Re: [PATCH v26 07/12] landlock: Support filesystem access-control

2021-01-15 Thread Jann Horn
On Fri, Jan 15, 2021 at 10:10 AM Mickaël Salaün  wrote:
> On 14/01/2021 23:43, Jann Horn wrote:
> > On Thu, Jan 14, 2021 at 7:54 PM Mickaël Salaün  wrote:
> >> On 14/01/2021 04:22, Jann Horn wrote:
> >>> On Wed, Dec 9, 2020 at 8:28 PM Mickaël Salaün  wrote:
>  Thanks to the Landlock objects and ruleset, it is possible to identify
>  inodes according to a process's domain.  To enable an unprivileged
>  process to express a file hierarchy, it first needs to open a directory
>  (or a file) and pass this file descriptor to the kernel through
>  landlock_add_rule(2).  When checking if a file access request is
>  allowed, we walk from the requested dentry to the real root, following
>  the different mount layers.  The access to each "tagged" inodes are
>  collected according to their rule layer level, and ANDed to create
>  access to the requested file hierarchy.  This makes possible to identify
>  a lot of files without tagging every inodes nor modifying the
>  filesystem, while still following the view and understanding the user
>  has from the filesystem.
> 
>  Add a new ARCH_EPHEMERAL_INODES for UML because it currently does not
>  keep the same struct inodes for the same inodes whereas these inodes are
>  in use.
> 
>  This commit adds a minimal set of supported filesystem access-control
>  which doesn't enable to restrict all file-related actions.  This is the
>  result of multiple discussions to minimize the code of Landlock to ease
>  review.  Thanks to the Landlock design, extending this access-control
>  without breaking user space will not be a problem.  Moreover, seccomp
>  filters can be used to restrict the use of syscall families which may
>  not be currently handled by Landlock.
> >>> [...]
>  +static bool check_access_path_continue(
>  +   const struct landlock_ruleset *const domain,
>  +   const struct path *const path, const u32 access_request,
>  +   u64 *const layer_mask)
>  +{
> >>> [...]
>  +   /*
>  +* An access is granted if, for each policy layer, at least one 
>  rule
>  +* encountered on the pathwalk grants the access, regardless of 
>  their
>  +* position in the layer stack.  We must then check not-yet-seen 
>  layers
>  +* for each inode, from the last one added to the first one.

- **STORED RECORDS**
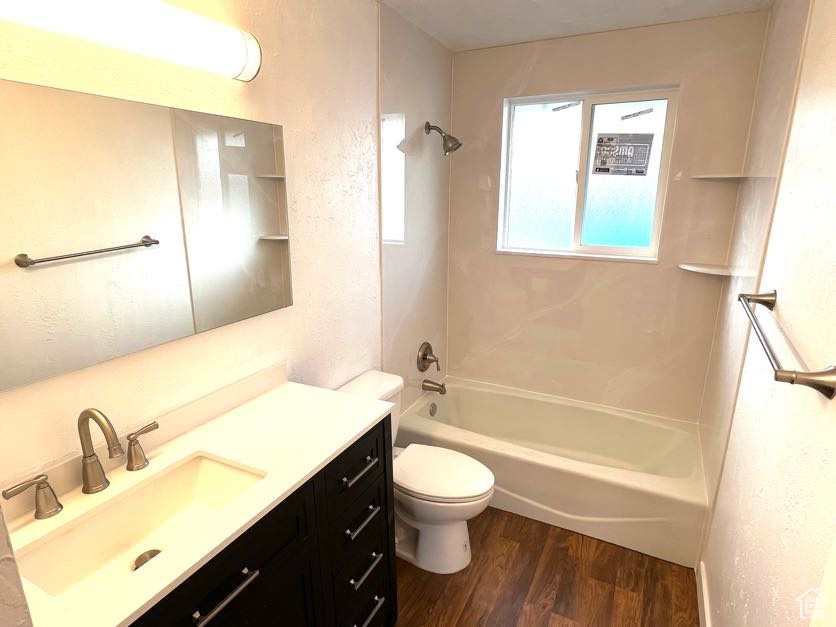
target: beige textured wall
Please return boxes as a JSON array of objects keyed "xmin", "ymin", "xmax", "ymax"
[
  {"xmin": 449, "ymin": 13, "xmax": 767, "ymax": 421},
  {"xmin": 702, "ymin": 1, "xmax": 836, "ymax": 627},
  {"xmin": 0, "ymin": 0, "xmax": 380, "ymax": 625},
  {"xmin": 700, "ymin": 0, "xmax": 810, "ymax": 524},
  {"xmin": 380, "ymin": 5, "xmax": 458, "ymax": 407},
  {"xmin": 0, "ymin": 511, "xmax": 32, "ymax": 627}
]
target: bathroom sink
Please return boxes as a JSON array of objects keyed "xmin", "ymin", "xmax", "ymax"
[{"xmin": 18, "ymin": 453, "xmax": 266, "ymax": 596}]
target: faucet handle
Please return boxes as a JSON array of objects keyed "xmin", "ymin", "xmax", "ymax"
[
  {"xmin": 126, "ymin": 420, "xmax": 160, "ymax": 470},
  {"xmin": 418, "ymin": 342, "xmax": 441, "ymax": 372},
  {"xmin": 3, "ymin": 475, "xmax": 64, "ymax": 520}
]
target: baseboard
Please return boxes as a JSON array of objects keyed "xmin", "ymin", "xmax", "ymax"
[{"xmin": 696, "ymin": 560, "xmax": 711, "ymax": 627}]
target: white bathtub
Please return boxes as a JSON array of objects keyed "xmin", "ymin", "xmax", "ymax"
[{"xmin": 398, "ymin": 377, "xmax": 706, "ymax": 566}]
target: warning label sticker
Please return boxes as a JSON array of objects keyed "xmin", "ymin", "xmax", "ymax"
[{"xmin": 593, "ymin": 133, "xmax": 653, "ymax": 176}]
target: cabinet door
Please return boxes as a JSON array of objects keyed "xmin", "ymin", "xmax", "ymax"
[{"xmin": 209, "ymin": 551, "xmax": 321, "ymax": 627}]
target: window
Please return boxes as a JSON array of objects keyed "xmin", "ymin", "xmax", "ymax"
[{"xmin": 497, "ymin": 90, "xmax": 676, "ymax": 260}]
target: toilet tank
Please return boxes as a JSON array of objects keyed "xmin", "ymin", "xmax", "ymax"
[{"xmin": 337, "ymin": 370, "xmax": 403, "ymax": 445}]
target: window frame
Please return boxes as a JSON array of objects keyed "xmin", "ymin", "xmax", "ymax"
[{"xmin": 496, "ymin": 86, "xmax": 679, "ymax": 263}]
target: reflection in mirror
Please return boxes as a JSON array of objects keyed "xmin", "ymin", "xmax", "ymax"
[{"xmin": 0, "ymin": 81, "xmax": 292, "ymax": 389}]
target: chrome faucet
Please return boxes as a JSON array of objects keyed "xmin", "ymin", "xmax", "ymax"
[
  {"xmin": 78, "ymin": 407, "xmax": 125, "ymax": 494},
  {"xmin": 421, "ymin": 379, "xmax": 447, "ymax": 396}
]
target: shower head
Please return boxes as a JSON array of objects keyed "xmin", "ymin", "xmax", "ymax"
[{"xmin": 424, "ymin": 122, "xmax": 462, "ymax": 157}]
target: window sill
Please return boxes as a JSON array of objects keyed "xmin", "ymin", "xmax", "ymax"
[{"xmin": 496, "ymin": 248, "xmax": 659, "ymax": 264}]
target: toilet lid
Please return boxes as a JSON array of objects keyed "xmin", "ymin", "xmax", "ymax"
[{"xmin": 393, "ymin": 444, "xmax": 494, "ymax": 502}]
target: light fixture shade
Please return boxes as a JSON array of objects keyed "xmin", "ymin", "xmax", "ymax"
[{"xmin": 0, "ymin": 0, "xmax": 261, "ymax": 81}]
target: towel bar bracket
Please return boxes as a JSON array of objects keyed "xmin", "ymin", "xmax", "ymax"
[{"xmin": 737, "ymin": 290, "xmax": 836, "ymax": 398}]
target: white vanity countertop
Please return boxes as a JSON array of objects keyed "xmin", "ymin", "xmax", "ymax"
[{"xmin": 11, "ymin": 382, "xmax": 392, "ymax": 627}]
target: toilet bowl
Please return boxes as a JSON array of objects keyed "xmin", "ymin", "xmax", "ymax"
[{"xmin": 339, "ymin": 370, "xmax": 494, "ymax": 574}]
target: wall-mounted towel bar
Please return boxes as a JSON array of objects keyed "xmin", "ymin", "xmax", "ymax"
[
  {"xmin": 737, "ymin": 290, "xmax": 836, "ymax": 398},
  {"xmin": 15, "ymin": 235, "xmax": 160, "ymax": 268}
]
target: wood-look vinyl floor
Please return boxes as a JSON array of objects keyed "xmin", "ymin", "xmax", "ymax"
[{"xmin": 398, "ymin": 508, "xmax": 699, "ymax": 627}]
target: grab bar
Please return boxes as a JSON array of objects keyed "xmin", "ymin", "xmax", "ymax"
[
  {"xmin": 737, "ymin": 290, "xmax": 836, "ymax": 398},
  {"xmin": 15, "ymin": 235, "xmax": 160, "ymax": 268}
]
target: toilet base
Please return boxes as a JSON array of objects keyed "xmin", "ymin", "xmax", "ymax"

- **AIM OF THE EXERCISE**
In the Landlock patch discussion, how does an unprivileged process express a file hierarchy to the kernel? The listing is separate material, unrelated to the Landlock patch discussion.

- **ANSWER TO THIS PROBLEM**
It opens a directory (or a file) and passes that file descriptor to the kernel through landlock_add_rule(2).